● Exercise: Identify the lines below that contain the string "tree", and copy each of them.

Rows from a box labeling dataset:
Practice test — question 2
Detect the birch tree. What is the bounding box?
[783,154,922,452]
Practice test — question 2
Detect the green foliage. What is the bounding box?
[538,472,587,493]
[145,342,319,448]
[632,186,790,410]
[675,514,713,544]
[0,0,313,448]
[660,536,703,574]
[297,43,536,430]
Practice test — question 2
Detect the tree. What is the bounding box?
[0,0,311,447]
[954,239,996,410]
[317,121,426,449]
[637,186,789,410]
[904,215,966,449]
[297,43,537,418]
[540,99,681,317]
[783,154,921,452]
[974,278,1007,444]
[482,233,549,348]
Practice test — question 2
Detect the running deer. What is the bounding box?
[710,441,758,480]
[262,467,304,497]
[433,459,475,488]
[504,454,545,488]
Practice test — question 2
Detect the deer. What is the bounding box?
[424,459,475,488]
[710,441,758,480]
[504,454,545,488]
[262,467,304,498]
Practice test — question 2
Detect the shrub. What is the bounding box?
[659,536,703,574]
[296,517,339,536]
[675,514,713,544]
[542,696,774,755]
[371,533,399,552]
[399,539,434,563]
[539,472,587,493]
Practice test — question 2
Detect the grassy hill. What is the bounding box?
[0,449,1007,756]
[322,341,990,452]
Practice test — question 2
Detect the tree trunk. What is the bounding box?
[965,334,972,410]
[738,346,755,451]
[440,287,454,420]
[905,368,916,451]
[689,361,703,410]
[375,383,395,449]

...

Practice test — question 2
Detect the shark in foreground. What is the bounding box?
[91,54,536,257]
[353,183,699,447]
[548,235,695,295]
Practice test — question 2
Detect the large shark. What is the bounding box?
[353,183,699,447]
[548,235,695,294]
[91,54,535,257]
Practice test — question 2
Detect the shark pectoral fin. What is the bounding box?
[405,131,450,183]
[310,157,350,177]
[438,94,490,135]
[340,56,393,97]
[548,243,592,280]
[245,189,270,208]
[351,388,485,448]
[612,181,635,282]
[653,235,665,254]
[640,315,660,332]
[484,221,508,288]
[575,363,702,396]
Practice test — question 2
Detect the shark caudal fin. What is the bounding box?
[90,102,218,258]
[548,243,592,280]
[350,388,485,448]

...

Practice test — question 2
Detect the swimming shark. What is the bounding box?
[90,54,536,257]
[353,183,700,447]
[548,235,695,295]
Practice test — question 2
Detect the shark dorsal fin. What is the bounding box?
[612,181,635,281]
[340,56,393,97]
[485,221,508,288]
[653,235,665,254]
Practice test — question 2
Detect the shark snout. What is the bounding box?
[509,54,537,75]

● Task output:
Detect the birch tree. What is the bounding box?
Detect the tree. What is the bounding box?
Detect the tree trunk. What is the bounding box?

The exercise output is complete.